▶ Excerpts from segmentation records

* * * *

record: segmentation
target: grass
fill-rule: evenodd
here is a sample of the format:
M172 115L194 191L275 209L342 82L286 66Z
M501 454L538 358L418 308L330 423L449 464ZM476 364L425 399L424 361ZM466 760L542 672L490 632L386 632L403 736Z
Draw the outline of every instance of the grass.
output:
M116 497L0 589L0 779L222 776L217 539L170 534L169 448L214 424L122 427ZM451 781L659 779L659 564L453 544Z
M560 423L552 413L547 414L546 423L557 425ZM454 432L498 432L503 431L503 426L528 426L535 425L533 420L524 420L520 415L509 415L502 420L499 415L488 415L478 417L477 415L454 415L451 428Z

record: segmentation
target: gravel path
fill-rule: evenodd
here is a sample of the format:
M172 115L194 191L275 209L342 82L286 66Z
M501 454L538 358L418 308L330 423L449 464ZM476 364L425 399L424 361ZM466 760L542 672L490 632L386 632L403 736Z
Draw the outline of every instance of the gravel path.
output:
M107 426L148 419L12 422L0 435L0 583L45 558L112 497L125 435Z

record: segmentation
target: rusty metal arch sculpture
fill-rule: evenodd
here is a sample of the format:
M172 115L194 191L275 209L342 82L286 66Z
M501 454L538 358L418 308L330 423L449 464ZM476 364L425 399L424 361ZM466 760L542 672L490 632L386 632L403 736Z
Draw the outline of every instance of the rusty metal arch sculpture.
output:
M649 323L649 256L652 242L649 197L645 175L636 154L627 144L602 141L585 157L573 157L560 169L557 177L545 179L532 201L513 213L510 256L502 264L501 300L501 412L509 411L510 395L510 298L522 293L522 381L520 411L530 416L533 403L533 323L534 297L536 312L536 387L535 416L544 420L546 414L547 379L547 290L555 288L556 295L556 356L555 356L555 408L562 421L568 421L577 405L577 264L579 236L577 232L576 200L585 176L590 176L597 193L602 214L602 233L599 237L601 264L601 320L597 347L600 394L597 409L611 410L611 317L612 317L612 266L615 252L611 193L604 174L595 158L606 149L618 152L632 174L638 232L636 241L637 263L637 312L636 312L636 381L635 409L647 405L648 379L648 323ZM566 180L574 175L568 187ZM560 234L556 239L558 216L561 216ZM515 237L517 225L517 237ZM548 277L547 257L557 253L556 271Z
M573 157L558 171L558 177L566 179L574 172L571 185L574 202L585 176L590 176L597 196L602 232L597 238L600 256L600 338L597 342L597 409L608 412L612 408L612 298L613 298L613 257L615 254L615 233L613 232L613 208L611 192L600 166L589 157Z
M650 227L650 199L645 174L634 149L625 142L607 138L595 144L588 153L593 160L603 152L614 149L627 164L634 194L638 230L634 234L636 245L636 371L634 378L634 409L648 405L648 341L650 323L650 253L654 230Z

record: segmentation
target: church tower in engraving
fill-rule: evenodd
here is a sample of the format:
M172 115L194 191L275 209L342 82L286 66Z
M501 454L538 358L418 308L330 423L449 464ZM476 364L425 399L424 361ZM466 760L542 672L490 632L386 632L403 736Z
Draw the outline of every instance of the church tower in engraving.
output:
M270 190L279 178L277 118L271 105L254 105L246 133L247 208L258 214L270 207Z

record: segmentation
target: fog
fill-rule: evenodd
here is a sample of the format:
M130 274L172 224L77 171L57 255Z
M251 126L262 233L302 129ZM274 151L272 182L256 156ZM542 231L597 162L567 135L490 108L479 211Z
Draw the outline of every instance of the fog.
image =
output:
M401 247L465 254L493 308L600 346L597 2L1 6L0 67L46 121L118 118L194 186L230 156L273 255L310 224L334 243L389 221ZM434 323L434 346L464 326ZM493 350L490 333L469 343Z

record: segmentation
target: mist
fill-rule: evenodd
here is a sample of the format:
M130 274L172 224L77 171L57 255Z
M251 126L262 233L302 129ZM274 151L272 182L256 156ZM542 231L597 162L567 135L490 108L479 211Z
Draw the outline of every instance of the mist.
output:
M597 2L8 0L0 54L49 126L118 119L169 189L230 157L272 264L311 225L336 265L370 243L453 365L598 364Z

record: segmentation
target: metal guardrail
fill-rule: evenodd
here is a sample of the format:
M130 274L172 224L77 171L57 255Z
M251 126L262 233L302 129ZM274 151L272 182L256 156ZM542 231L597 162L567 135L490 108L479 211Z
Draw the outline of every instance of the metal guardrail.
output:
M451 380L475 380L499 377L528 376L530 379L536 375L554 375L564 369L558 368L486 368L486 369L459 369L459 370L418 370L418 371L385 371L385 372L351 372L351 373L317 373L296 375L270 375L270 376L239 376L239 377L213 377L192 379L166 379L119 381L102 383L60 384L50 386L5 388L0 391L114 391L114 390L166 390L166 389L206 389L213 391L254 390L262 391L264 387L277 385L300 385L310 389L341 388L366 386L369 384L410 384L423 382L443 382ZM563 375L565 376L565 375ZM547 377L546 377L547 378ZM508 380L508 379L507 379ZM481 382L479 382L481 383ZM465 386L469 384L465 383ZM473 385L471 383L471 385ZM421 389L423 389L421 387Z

* * * *

▶ Problem statement
Revise the records above by swapping every "Draw the outline" for "Trace the outline", keeping all other text the same.

▶ The completed task
record: segmentation
target: grass
fill-rule: evenodd
here is a sample of the format:
M172 115L194 191L275 209L342 82L286 66Z
M501 454L538 358L418 308L330 423L449 464ZM476 364L425 399L424 361ZM466 760L542 672L490 632L386 632L403 736Z
Trace the outline of every instance of the grass.
output:
M116 497L0 589L0 779L222 776L217 539L170 534L169 448L214 424L122 427ZM451 781L659 779L659 564L453 544Z
M560 423L552 413L547 414L546 423L557 425ZM454 432L498 432L503 431L503 426L528 426L535 425L533 420L524 420L520 415L509 415L502 420L499 415L488 415L478 417L477 415L454 415L451 428Z

record: segmentation
target: gravel path
fill-rule: evenodd
here is a sample of the format:
M172 115L194 191L275 209L342 82L286 66Z
M501 454L538 358L418 308L330 423L449 464ZM476 364L425 399L424 361ZM466 760L542 672L490 632L386 632L403 736Z
Trace the outline of every instance of the gravel path.
output:
M107 426L148 419L12 422L0 435L0 583L45 558L112 497L125 435Z

record: segmentation
target: rusty metal arch sculpture
fill-rule: evenodd
here is a sample of the format:
M172 115L194 191L275 209L342 82L286 66Z
M501 454L538 358L418 308L330 423L449 464ZM476 364L425 399L424 361ZM466 760L542 672L490 632L386 632L403 736Z
Trace the outline of every instance of the rusty metal arch sculpture.
output:
M649 323L649 256L652 242L649 197L645 175L636 154L627 144L602 141L585 157L573 157L560 169L557 177L545 179L532 201L513 213L510 256L502 264L501 300L501 412L509 411L510 395L510 298L522 293L522 381L520 411L530 416L533 403L533 323L534 297L536 312L536 387L535 416L544 420L546 414L547 379L547 290L555 288L556 295L556 356L555 356L555 408L562 421L568 421L577 405L577 264L579 236L577 232L576 200L585 176L590 176L597 193L602 214L602 233L599 237L601 264L601 320L597 347L600 394L597 409L611 410L611 317L612 317L612 266L615 252L611 193L604 174L595 158L606 149L618 152L632 174L638 232L636 241L637 263L637 312L636 312L636 381L635 409L647 405L648 379L648 323ZM566 180L574 175L568 187ZM560 234L556 239L558 216L561 216ZM515 237L517 225L517 237ZM548 277L547 257L557 253L556 271Z
M573 157L558 171L558 177L566 179L574 172L571 185L574 202L585 176L590 176L597 196L602 232L597 238L600 256L600 338L597 342L597 409L608 412L612 408L612 298L613 298L613 257L615 254L615 233L613 232L613 208L611 192L600 166L589 157Z
M650 227L650 199L645 174L634 149L625 142L607 138L595 144L588 153L593 160L603 152L614 149L627 164L634 194L638 230L634 234L636 245L636 371L634 378L634 409L648 405L648 341L650 323L650 253L654 230Z

record: segmentation
target: church tower in engraving
fill-rule: evenodd
here is a sample of the format:
M172 115L194 191L275 209L342 82L286 66Z
M501 454L538 358L418 308L330 423L449 464ZM476 364L425 399L424 361ZM466 760L542 672L490 632L386 632L403 736Z
Trace the outline of every instance of the church tower in engraving.
output:
M270 190L279 178L277 118L271 105L254 105L246 133L247 208L258 214L270 207Z

record: segmentation
target: fog
fill-rule: evenodd
here is a sample of the format:
M130 274L172 224L77 171L57 255Z
M251 126L262 233L302 129ZM274 151L272 182L256 156ZM542 231L597 162L567 135L490 108L479 211Z
Trace the outline of every instance of the fog.
image =
output:
M401 247L465 254L493 308L600 346L597 2L1 6L0 67L46 121L118 118L194 186L230 156L273 255L310 224L334 243L389 221ZM434 323L434 346L464 326ZM493 350L490 333L469 343Z

record: segmentation
target: mist
fill-rule: evenodd
here is a sample of the format:
M130 274L172 224L77 171L57 255Z
M251 126L262 233L302 129ZM274 151L272 182L256 156ZM542 231L597 162L567 135L490 108L479 211Z
Trace the outline of every instance of the mist.
output:
M597 2L8 0L0 54L49 126L118 119L169 189L230 157L272 264L311 225L336 265L370 243L453 365L598 364Z

record: segmentation
target: metal guardrail
fill-rule: evenodd
here is a sample of the format:
M130 274L172 224L77 171L57 255Z
M251 126L262 233L302 129ZM274 151L272 182L256 156ZM542 231L597 162L567 135L490 108L479 211Z
Trace the outline of every instance of the metal guardrail.
output:
M451 380L475 380L499 377L528 376L530 379L536 375L554 375L564 369L558 368L486 368L486 369L459 369L459 370L418 370L418 371L385 371L385 372L351 372L351 373L317 373L296 375L270 375L270 376L239 376L239 377L213 377L192 379L166 379L119 381L102 383L60 384L50 386L5 388L0 391L114 391L114 390L166 390L166 389L206 389L213 391L254 390L262 391L264 387L277 385L300 385L310 389L341 388L366 386L369 384L410 384L423 382L443 382ZM563 375L565 376L565 375ZM547 377L546 377L547 378ZM508 380L508 379L507 379ZM481 382L479 382L481 383ZM465 386L469 384L465 383ZM473 385L471 383L471 385ZM421 389L423 389L421 387Z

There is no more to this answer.